>> Begin

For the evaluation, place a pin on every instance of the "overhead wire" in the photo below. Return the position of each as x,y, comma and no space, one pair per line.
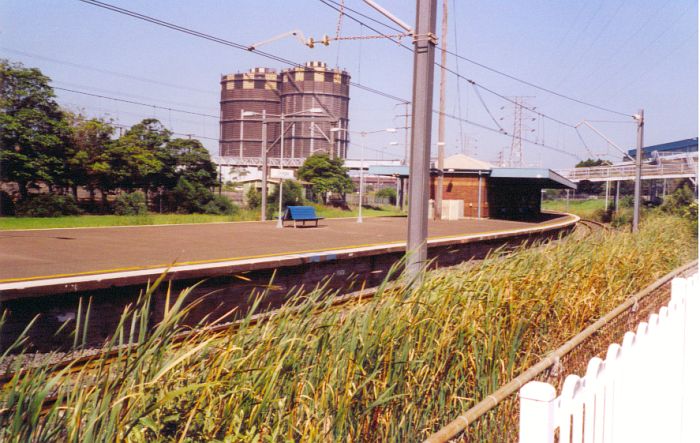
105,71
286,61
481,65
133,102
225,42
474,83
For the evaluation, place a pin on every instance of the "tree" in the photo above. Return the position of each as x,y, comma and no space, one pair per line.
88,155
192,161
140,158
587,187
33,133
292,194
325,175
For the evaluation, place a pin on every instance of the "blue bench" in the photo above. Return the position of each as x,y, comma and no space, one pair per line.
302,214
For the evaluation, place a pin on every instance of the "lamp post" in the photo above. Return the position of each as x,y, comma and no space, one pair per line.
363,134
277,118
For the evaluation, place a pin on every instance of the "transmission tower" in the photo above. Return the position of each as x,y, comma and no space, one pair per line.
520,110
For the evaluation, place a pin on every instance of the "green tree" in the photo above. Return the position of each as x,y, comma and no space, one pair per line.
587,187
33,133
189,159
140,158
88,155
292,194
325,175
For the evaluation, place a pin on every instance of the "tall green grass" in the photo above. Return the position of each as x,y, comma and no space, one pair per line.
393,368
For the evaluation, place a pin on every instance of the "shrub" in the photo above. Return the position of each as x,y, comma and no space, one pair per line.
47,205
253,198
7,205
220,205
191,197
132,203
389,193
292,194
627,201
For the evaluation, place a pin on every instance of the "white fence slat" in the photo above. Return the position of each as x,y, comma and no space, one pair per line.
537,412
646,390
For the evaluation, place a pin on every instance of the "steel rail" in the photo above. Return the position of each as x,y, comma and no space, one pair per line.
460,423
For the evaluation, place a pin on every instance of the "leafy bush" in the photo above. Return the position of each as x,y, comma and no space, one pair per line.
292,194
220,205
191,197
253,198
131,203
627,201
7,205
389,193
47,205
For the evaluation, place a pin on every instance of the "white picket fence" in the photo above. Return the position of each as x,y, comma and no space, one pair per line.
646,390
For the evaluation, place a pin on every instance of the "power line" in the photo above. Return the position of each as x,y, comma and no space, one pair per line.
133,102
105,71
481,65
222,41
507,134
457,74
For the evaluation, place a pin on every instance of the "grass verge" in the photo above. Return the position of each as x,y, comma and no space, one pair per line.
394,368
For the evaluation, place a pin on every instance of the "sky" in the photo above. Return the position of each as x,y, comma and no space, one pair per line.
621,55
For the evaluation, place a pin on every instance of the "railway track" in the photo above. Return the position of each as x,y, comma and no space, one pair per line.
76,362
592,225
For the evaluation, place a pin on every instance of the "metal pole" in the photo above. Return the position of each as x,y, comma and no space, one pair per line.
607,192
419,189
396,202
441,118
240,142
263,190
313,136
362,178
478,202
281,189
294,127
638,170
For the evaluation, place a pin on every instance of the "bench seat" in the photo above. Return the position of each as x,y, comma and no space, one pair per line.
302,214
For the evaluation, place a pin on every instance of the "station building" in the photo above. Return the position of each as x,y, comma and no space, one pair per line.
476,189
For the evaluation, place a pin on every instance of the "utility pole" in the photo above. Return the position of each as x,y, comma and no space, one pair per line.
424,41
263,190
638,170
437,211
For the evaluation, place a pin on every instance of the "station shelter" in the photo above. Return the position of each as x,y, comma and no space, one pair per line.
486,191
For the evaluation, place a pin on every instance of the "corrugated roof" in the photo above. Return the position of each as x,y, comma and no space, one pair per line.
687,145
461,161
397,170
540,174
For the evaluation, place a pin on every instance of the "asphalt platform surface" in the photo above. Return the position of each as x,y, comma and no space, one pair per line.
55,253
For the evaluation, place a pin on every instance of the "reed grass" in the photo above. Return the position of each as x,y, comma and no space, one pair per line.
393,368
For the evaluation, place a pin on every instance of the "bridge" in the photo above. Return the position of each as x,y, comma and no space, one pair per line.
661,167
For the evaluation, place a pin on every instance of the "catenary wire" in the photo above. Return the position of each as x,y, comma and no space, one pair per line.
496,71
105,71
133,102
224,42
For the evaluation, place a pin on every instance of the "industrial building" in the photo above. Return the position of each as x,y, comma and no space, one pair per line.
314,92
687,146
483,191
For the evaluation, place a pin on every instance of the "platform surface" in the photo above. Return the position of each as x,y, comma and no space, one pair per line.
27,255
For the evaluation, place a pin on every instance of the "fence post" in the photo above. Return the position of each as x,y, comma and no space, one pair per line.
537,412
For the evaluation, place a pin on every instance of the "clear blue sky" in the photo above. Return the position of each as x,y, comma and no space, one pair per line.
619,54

>> End

### PROBLEM DETAILS
Return the whole listing, word for word, and leave out every picture.

### WRITTEN ANSWER
For the evaluation, place a pin on every instance of the "overhead wire" in the photo below. Return the position of each as x,y, comma and no space, one pair per line.
105,71
286,61
481,65
133,102
225,42
474,83
For the evaluation, place a pin on every instance of the "tree" in the photo above. Return the position of each as x,y, comma and no space, one pair per line.
88,155
192,161
140,158
587,187
33,133
292,194
325,175
For the evaluation, place a pin on every instance of the "blue bench" in the photo above. Return the position of each as x,y, comma and no space, one pair per line.
302,214
For the evaluation, place a pin on every instance of the "lamp post" in the photo above. Return the position of each as x,y, comma and no space, one pair per line.
363,134
277,118
For the evaluation, place a pin on every instance of the "transmission tower" in the photo above. Return the position of each as x,y, comma and no space, one pair per line.
520,110
For the evaluation, place a pin on every instance of the "green tree" in the photo above. Return the position of each as x,y, comma and no space, one pair per line.
587,187
33,133
189,159
140,158
88,155
292,194
325,175
For the evaluation, place a pin on every instance of the "tall green grass" in the photo above. Return the position of each as x,y, comma and no space, one pair per line.
393,368
For the evaluation, place a pin on every instance of the "shrub" in the photo above. Return the position of each as x,y, comma and no space, one pair per line.
47,205
253,198
7,205
220,205
191,197
132,203
389,193
292,194
627,201
For the evaluation, place a pin on every instance of the "white fence slat" in the photo above. Return the position of each as x,y, comma and no space, one pair per line.
537,412
646,390
For the evaluation, place a pin on every instance of the "steel rail" in the photo above. Return the position of each as x,y, comma and no space, one pair per line.
460,423
For the evaluation, place a pin on every instance of the "leafy bush" in the photo above. Return the position of each as x,y, comma and no space, one pair per line.
292,194
220,205
191,197
253,198
131,203
627,201
7,205
389,193
47,205
For the evaluation, place a pin on every instance of the "white picket fence" in the photo above. Return the position of each as x,y, comma and no space, one pair per line.
646,390
For the evaluation, place a pin on every instance of the "power line" in the photo above. Return the position of each as x,y, comma and no space, one pair per line.
133,102
105,71
481,65
222,41
507,134
457,74
For the evaluation, place a pin on every instance of the "grass verge" in the photo above. Return the position of each as x,y, comma and no space, one pair per line.
394,368
For the evaluation, place a pin on every instance of the "sky" in the photo above. Return the position of each as x,y, comma and no space, one pair per line.
621,55
For the evaluation, place a pin on every instance of the "railway track" in the photo above. Return the position of each as x,y, comma and no space, one pair per line.
76,362
592,225
For the evaluation, place a pin on every instance of the "metal pole" in the photo above. Return the position of each as x,y, comma and no space, one pair per line.
607,192
419,189
396,202
441,118
240,142
263,190
313,136
362,178
478,202
281,189
294,127
638,170
For the evaluation, place a pin on every instance of the "bench seat" in the photo above. Return the position of each as x,y, comma and no space, one pair per line.
302,214
For the evaluation, place a pin on every instance of the "station building" in the photo above. Return the position of each as x,y, comma and no space, one pair per line.
476,189
For the evaluation, place a pin on every instance of the "utility pole" in the photo above. Return the position of each as x,y, comma and no space, one pair per line.
424,41
263,190
638,170
437,211
For the evaluation, place a pin on every instance of the "station shelter" in the photo above. Return the position of each as x,y, comma and no space, one pair per line.
486,191
For the evaluation, place a pin on every instance of the "corrugated roof" in the photo above. Return the position of each as x,y, comma and no space, one pair per line.
687,145
461,161
397,170
540,174
For the evaluation, place a pin on every instance of the "asphalt platform surface" in the photo above. Return the position of each as x,y, comma and no space, one pair per line.
55,253
For the evaluation, place a pin on every instance of the "reed grass" in the photo above. Return the position of each as x,y, comma and no space, one pair per line.
393,368
For the evaluation, place a pin on every instance of the "bridge" in the photo above. Return the position of each as x,y, comma and no space, one pair per line.
661,167
For the evaluation, place a pin on every instance of the "catenary wire" in the photo above. Return the position of each as x,y, comma and no space, one pair per line.
496,71
105,71
133,102
224,42
For the evaluation, place a pin on every instance of the "industrial building" in the photo above. Return the position of each as x,y, comma and no space, one pair per line.
314,92
687,146
483,191
For the evaluation, place a pin on every instance of the "platform surface" in the photo above. Return the position of each as x,y, comma and no space, one pair per line.
27,255
For the evaluation, place a pin on every instance of the "fence post" in the photo above. Return the position of each as x,y, comma and no space, one pair per line.
537,412
For the evaluation, place a pin on every instance of the "clear blue sky" in the photo above. Return the position of each as x,y, comma and no space, one pair per line.
619,54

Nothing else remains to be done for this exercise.